Stored data
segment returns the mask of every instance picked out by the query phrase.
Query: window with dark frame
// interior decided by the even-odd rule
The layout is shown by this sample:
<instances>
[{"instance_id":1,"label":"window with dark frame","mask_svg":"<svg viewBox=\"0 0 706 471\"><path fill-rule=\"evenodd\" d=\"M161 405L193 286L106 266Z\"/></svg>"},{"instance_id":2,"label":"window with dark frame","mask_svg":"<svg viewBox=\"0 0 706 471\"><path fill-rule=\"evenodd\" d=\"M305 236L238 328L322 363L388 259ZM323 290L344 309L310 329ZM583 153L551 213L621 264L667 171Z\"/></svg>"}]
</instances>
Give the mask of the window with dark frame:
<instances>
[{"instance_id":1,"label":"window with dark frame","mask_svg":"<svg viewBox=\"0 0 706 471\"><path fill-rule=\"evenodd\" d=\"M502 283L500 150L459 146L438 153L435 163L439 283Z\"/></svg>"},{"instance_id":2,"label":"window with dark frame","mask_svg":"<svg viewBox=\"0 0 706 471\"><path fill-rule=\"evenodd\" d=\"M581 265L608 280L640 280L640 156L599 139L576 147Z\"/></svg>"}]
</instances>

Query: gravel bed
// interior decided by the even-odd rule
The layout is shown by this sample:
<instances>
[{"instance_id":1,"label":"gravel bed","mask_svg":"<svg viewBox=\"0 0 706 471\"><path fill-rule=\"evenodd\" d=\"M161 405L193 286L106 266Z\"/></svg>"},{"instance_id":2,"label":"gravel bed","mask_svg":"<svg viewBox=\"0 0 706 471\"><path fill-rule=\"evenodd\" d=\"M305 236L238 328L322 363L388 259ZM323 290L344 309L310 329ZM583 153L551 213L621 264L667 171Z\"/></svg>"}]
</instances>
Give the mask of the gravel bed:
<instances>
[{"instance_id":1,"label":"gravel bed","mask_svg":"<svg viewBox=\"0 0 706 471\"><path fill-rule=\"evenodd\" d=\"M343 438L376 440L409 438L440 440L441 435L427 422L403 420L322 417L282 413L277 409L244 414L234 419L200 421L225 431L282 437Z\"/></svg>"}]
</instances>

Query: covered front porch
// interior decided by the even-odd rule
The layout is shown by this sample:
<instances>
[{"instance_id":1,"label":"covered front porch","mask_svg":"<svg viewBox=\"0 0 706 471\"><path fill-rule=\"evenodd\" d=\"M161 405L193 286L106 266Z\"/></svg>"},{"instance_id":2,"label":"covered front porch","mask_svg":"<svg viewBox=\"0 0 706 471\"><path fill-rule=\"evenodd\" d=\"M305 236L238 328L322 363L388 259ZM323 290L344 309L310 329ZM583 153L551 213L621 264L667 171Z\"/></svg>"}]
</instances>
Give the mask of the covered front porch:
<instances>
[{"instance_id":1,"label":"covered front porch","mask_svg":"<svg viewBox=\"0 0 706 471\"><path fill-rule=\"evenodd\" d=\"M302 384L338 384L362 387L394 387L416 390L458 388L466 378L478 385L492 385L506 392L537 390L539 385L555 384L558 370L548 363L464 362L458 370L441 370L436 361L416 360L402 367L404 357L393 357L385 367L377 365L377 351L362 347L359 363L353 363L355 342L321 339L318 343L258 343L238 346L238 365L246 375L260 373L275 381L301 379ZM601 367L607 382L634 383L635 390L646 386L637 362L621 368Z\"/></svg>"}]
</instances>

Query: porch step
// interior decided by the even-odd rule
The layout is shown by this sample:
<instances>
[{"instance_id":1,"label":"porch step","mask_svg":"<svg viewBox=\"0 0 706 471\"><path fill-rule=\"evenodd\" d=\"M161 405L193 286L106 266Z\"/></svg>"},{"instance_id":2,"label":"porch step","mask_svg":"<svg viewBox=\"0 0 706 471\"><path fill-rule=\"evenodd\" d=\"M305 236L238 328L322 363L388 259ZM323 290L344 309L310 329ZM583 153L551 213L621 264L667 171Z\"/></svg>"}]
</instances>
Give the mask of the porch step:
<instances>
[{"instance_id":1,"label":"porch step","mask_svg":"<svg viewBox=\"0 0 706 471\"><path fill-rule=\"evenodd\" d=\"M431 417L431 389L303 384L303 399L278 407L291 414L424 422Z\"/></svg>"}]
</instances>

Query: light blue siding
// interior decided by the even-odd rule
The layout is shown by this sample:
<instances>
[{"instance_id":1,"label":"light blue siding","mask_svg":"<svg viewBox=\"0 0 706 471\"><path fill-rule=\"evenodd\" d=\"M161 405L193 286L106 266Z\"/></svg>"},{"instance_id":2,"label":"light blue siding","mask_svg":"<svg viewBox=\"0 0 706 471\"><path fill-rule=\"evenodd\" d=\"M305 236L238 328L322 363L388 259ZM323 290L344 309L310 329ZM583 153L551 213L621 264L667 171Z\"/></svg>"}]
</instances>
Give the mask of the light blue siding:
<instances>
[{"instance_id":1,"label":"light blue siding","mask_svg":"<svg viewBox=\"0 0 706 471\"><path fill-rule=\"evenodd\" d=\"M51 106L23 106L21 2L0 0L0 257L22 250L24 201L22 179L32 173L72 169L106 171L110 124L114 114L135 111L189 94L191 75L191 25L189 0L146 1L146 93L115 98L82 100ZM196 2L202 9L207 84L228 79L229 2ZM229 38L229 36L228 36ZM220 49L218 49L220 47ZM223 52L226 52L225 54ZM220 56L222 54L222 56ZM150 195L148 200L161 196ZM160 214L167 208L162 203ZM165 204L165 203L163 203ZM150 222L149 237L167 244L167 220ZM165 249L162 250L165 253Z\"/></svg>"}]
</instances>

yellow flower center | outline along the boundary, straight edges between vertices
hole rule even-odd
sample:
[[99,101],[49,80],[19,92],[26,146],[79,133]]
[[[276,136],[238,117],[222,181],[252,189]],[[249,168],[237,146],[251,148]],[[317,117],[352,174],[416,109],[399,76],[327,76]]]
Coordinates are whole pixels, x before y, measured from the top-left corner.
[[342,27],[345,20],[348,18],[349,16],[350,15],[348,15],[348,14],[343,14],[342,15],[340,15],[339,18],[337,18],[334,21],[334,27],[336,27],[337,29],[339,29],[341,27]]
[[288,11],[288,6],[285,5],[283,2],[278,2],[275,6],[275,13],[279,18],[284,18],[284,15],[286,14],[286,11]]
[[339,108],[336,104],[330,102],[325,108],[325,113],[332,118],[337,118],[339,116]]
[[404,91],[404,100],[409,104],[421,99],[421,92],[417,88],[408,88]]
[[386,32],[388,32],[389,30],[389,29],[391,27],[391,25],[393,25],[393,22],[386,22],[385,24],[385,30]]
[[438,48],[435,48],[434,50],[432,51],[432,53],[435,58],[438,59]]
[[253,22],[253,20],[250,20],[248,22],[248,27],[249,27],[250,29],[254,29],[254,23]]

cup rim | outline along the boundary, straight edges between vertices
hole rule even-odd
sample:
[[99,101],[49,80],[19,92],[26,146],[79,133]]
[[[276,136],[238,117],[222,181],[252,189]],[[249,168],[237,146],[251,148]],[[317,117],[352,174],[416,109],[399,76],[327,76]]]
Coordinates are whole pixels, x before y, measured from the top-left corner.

AIM: Reproduce the stored data above line for line, keeping every character unchanged.

EXPECTED OUTPUT:
segment returns the mask of every instance picked out by the query phrase.
Query: window with dark frame
// interior decided by the even-odd rule
The layout is shown by this sample:
<instances>
[{"instance_id":1,"label":"window with dark frame","mask_svg":"<svg viewBox=\"0 0 706 471\"><path fill-rule=\"evenodd\" d=\"M161 405L193 286L106 266Z\"/></svg>"},{"instance_id":2,"label":"window with dark frame","mask_svg":"<svg viewBox=\"0 0 706 471\"><path fill-rule=\"evenodd\" d=\"M305 236L238 328L322 363L388 259ZM323 290L344 309L310 329ZM583 153L551 213L621 264L667 171Z\"/></svg>"}]
</instances>
Give the mask of the window with dark frame:
<instances>
[{"instance_id":1,"label":"window with dark frame","mask_svg":"<svg viewBox=\"0 0 706 471\"><path fill-rule=\"evenodd\" d=\"M502 283L500 150L459 146L438 153L435 163L439 283Z\"/></svg>"},{"instance_id":2,"label":"window with dark frame","mask_svg":"<svg viewBox=\"0 0 706 471\"><path fill-rule=\"evenodd\" d=\"M581 265L608 280L640 280L640 156L599 139L576 147Z\"/></svg>"}]
</instances>

Query: gravel bed
// interior decided by the even-odd rule
The layout is shown by this sample:
<instances>
[{"instance_id":1,"label":"gravel bed","mask_svg":"<svg viewBox=\"0 0 706 471\"><path fill-rule=\"evenodd\" d=\"M161 405L193 286L106 266Z\"/></svg>"},{"instance_id":2,"label":"gravel bed","mask_svg":"<svg viewBox=\"0 0 706 471\"><path fill-rule=\"evenodd\" d=\"M305 236L238 328L322 363L388 259ZM323 290L344 309L310 329ZM583 153L551 213L621 264L667 171Z\"/></svg>"}]
</instances>
Give the mask of the gravel bed:
<instances>
[{"instance_id":1,"label":"gravel bed","mask_svg":"<svg viewBox=\"0 0 706 471\"><path fill-rule=\"evenodd\" d=\"M343 438L376 440L409 438L440 440L441 435L427 422L403 420L322 417L282 413L277 409L244 414L234 419L200 421L225 431L282 437Z\"/></svg>"}]
</instances>

Query: covered front porch
// interior decided by the even-odd rule
The layout is shown by this sample:
<instances>
[{"instance_id":1,"label":"covered front porch","mask_svg":"<svg viewBox=\"0 0 706 471\"><path fill-rule=\"evenodd\" d=\"M161 405L193 286L106 266Z\"/></svg>"},{"instance_id":2,"label":"covered front porch","mask_svg":"<svg viewBox=\"0 0 706 471\"><path fill-rule=\"evenodd\" d=\"M305 236L238 328L322 363L388 259ZM323 290L344 309L310 329ZM583 153L551 213L621 264L667 171Z\"/></svg>"}]
</instances>
Give the mask of the covered front porch:
<instances>
[{"instance_id":1,"label":"covered front porch","mask_svg":"<svg viewBox=\"0 0 706 471\"><path fill-rule=\"evenodd\" d=\"M302 384L338 384L362 387L394 387L416 390L458 388L466 378L478 385L492 385L506 392L537 390L539 385L555 384L558 370L548 363L464 362L458 370L441 370L436 361L416 360L402 367L404 357L393 357L385 367L377 365L377 351L362 347L359 363L353 363L355 342L321 339L318 343L258 343L238 346L238 365L246 375L260 373L275 381L301 379ZM601 367L607 382L634 383L635 390L646 386L637 362L621 368Z\"/></svg>"}]
</instances>

Query: porch step
// interior decided by the even-odd rule
The layout is shown by this sample:
<instances>
[{"instance_id":1,"label":"porch step","mask_svg":"<svg viewBox=\"0 0 706 471\"><path fill-rule=\"evenodd\" d=\"M161 405L193 286L106 266Z\"/></svg>"},{"instance_id":2,"label":"porch step","mask_svg":"<svg viewBox=\"0 0 706 471\"><path fill-rule=\"evenodd\" d=\"M305 236L238 328L322 363L388 259ZM323 290L344 309L310 329ZM583 153L551 213L621 264L667 171Z\"/></svg>"}]
</instances>
Give the mask of the porch step:
<instances>
[{"instance_id":1,"label":"porch step","mask_svg":"<svg viewBox=\"0 0 706 471\"><path fill-rule=\"evenodd\" d=\"M431 417L431 389L303 384L303 399L278 407L291 414L424 422Z\"/></svg>"}]
</instances>

Query: light blue siding
// interior decided by the even-odd rule
The layout is shown by this sample:
<instances>
[{"instance_id":1,"label":"light blue siding","mask_svg":"<svg viewBox=\"0 0 706 471\"><path fill-rule=\"evenodd\" d=\"M161 405L193 286L106 266Z\"/></svg>"},{"instance_id":2,"label":"light blue siding","mask_svg":"<svg viewBox=\"0 0 706 471\"><path fill-rule=\"evenodd\" d=\"M305 236L238 328L322 363L388 259ZM323 290L344 309L310 329ZM583 153L551 213L621 264L667 171Z\"/></svg>"}]
</instances>
Give the mask of the light blue siding:
<instances>
[{"instance_id":1,"label":"light blue siding","mask_svg":"<svg viewBox=\"0 0 706 471\"><path fill-rule=\"evenodd\" d=\"M51 106L23 106L21 2L0 0L0 257L22 250L24 201L22 179L32 173L72 169L106 171L110 124L114 114L135 111L189 94L191 75L191 25L189 0L146 1L146 93L115 98L82 100ZM196 2L202 9L207 84L228 79L229 2ZM229 38L229 36L228 36ZM220 49L218 49L220 47ZM223 52L226 52L225 54ZM220 56L222 54L222 56ZM150 195L148 200L161 196ZM160 214L167 208L162 203ZM165 204L165 203L163 203ZM150 222L149 237L167 244L167 220ZM165 249L162 250L165 253Z\"/></svg>"}]
</instances>

yellow flower center | outline along the boundary, straight edges between vertices
hole rule even-odd
sample:
[[99,101],[49,80],[19,92],[26,146],[79,133]]
[[[276,136],[238,117],[222,181],[252,189]],[[249,168],[237,146],[251,148]],[[317,117],[352,174],[416,109],[399,76],[327,76]]]
Coordinates are whole pixels, x before y, measured from the top-left corner.
[[342,27],[345,20],[348,18],[349,16],[350,15],[348,15],[348,14],[343,14],[342,15],[340,15],[339,18],[337,18],[334,21],[334,27],[336,27],[337,29],[339,29],[341,27]]
[[288,11],[288,6],[285,5],[283,2],[278,2],[275,6],[275,13],[279,18],[284,18],[284,15],[286,14],[286,11]]
[[339,108],[336,104],[330,102],[325,108],[325,113],[332,118],[337,118],[339,116]]
[[404,91],[404,100],[409,104],[421,99],[421,92],[417,88],[408,88]]
[[386,32],[388,32],[389,30],[389,29],[391,27],[391,25],[393,25],[393,22],[386,22],[385,24],[385,30]]
[[438,48],[435,48],[434,50],[432,51],[432,53],[435,58],[438,59]]
[[253,22],[253,20],[250,20],[248,22],[248,27],[249,27],[250,29],[254,29],[254,23]]

cup rim | outline along the boundary, straight edges between vertices
hole rule even-odd
sample:
[[99,101],[49,80],[19,92],[26,146],[79,133]]
[[[276,136],[238,117],[222,181],[252,189]],[[249,168],[237,146],[251,148]],[[317,117],[352,174],[416,109],[399,76],[327,76]]]
Coordinates are whole pixels, x before y, measured from the top-left corner.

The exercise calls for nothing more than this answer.